-------- DATA FOR THE TASK
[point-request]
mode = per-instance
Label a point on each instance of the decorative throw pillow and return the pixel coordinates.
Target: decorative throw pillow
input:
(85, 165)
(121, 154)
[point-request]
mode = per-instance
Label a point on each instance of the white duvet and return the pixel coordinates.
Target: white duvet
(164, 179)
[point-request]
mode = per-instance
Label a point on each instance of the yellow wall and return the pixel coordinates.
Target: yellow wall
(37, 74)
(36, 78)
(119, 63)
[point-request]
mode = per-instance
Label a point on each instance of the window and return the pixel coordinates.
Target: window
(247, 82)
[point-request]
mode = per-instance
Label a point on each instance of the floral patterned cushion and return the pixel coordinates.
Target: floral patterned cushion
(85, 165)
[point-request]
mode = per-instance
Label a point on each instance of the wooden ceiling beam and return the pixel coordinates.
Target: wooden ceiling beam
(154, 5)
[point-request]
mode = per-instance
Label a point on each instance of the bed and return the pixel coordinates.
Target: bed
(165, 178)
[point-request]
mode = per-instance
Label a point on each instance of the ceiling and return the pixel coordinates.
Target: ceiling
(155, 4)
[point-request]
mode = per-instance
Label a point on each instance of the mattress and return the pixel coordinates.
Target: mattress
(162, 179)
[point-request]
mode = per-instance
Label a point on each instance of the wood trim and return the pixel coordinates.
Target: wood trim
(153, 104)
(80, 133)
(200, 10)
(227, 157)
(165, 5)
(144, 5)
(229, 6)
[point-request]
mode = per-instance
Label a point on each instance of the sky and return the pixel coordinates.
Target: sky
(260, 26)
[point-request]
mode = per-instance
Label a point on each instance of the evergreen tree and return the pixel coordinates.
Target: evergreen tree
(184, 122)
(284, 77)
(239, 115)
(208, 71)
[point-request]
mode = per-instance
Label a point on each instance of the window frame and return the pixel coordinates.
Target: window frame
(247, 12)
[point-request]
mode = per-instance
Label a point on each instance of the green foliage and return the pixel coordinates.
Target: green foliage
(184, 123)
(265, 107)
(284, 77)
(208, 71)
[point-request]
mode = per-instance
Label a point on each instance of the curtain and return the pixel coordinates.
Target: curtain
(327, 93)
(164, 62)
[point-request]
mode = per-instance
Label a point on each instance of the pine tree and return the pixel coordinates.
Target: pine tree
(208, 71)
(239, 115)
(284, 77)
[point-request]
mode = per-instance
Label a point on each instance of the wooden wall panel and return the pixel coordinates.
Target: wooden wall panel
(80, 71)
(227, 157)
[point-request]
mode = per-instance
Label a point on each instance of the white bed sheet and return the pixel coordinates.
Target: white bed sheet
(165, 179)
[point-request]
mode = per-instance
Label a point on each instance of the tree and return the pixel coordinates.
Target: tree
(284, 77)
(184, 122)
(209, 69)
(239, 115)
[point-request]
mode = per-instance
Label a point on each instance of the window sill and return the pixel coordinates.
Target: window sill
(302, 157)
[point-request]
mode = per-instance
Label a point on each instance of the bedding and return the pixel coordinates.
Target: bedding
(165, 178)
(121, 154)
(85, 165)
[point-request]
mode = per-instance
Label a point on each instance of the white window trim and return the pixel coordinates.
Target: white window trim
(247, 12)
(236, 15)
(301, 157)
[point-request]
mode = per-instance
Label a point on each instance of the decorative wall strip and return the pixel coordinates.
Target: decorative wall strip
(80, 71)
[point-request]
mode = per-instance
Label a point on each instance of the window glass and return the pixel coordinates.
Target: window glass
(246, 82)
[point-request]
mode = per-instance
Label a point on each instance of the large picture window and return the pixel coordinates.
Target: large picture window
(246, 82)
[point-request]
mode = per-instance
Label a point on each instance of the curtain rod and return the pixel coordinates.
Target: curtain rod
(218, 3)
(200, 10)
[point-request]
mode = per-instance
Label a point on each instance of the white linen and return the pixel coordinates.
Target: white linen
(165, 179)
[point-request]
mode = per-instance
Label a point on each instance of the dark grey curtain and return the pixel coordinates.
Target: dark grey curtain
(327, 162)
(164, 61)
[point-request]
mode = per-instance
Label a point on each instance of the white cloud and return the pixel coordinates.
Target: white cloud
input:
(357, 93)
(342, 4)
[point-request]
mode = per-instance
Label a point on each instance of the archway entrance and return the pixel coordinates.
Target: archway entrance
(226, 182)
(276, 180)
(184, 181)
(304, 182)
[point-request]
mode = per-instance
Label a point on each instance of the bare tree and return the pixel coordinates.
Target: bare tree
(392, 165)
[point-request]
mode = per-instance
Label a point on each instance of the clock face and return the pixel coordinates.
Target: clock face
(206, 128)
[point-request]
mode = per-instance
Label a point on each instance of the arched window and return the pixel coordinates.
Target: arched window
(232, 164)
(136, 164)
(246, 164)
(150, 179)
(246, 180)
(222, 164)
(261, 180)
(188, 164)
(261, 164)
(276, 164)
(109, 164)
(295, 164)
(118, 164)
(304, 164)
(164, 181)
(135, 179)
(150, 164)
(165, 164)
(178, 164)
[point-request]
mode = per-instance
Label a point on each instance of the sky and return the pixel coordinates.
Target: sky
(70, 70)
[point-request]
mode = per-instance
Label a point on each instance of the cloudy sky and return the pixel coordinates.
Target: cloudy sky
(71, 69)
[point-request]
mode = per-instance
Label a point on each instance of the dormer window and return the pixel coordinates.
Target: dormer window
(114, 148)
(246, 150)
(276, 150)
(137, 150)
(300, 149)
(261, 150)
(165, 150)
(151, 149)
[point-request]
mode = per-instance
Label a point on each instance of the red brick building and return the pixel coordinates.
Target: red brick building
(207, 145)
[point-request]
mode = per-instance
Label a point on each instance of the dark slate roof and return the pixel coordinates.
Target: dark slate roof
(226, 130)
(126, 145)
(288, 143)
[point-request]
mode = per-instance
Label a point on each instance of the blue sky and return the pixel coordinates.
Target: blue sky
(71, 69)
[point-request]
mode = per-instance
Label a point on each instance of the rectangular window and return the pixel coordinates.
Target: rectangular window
----------------
# WHAT TO PRODUCE
Exact duplication is required for the lines above, from the line that contains "Target: wooden wall panel" to the line that contains "Label a point on each instance of the white window", inclusive; omit all others.

# SOLUTION BELOW
Target: wooden wall panel
(80, 71)
(227, 157)
[point-request]
mode = per-instance
Label a point on each instance of the white bed sheet and return the pixel coordinates.
Target: white bed sheet
(165, 179)
[point-request]
mode = per-instance
Label a point on each instance of the tree and return the pixel coordinates.
Target: tree
(284, 77)
(184, 122)
(209, 69)
(239, 115)
[point-request]
mode = per-instance
Label a point on each instance of the window sill and return the pixel coordinates.
Target: window sill
(302, 157)
[point-request]
mode = per-instance
Label a point on each instance of the bedding and return the pixel coordinates.
Target: bedding
(165, 178)
(121, 154)
(85, 165)
[point-request]
mode = per-instance
Label a point on each instance of the white window trim and return the pixel coordinates.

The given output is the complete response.